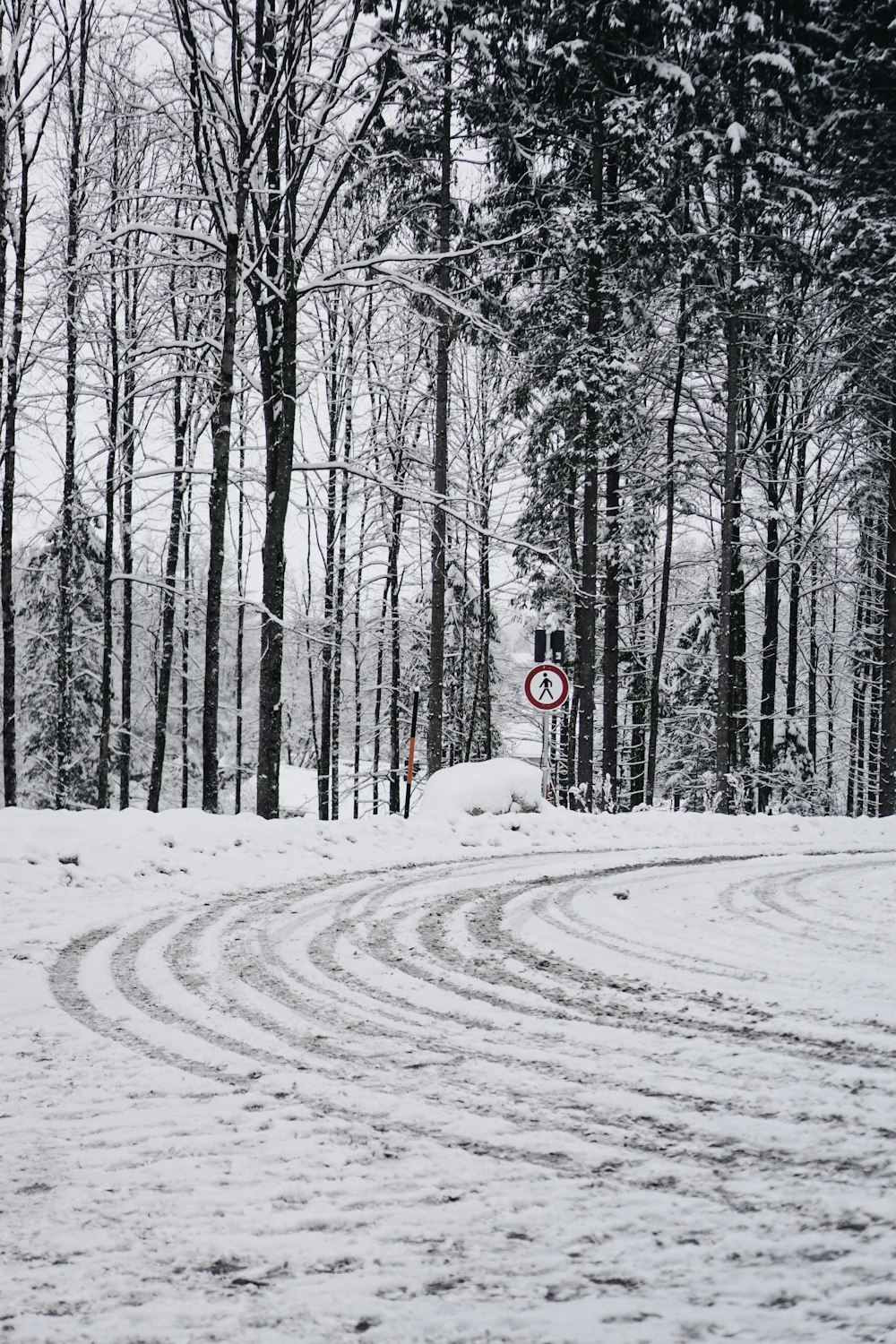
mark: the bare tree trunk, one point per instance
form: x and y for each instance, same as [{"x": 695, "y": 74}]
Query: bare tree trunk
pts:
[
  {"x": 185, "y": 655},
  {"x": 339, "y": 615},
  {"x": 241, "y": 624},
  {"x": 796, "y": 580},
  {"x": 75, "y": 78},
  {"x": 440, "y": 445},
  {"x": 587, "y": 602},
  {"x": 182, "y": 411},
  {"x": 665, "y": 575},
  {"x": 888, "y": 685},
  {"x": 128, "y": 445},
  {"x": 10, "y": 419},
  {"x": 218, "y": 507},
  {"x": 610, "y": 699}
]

━━━━━━━━━━

◆ WHAT NEEDS TO BE DONE:
Please print the data above once more, exactly as it appears, with no pictures.

◆ ANSWER TO THIS PROBLEM:
mark: the bare tree trunk, one point per instance
form: x and y for each instance, same as [{"x": 695, "y": 74}]
Query: bare tree trunk
pts:
[
  {"x": 185, "y": 655},
  {"x": 339, "y": 615},
  {"x": 241, "y": 624},
  {"x": 796, "y": 580},
  {"x": 75, "y": 78},
  {"x": 440, "y": 445},
  {"x": 587, "y": 602},
  {"x": 182, "y": 411},
  {"x": 665, "y": 575},
  {"x": 888, "y": 685},
  {"x": 128, "y": 445},
  {"x": 10, "y": 419},
  {"x": 218, "y": 507},
  {"x": 610, "y": 699}
]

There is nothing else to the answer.